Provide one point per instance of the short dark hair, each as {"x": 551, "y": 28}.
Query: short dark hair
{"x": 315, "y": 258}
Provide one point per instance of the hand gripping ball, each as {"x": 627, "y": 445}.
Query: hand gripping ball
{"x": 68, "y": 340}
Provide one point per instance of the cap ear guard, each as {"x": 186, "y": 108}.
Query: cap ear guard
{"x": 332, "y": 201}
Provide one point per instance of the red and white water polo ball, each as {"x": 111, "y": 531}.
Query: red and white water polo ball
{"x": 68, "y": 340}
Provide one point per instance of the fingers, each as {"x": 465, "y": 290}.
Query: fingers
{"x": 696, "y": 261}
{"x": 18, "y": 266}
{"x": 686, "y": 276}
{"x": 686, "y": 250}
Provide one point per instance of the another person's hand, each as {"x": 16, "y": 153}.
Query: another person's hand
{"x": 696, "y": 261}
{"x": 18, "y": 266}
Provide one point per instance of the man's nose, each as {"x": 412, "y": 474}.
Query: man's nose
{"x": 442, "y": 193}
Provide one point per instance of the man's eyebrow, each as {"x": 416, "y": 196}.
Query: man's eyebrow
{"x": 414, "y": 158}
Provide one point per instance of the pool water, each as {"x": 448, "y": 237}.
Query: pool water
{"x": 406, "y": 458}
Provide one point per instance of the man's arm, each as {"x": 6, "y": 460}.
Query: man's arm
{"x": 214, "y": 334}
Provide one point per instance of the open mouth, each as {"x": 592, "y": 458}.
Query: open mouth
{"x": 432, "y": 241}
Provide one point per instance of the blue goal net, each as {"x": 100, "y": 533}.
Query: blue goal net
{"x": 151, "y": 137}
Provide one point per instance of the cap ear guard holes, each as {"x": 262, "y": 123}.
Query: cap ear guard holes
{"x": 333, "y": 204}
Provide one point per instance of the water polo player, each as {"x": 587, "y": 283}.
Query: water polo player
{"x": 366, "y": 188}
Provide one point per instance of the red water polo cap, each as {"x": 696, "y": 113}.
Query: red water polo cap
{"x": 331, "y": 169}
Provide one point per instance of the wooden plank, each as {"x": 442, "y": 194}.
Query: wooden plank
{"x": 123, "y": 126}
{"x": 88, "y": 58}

---+---

## What the task requires
Copy the stretch of the data above word for word, from the line containing "Provide one point per instance of the red water" through the last line of the data.

## Exercise response
Provide one point per instance of the red water polo cap, each as {"x": 696, "y": 113}.
Query: red water polo cap
{"x": 331, "y": 169}
Provide one point per instance of the wooden plank, each as {"x": 442, "y": 194}.
Query: wooden plank
{"x": 123, "y": 126}
{"x": 88, "y": 58}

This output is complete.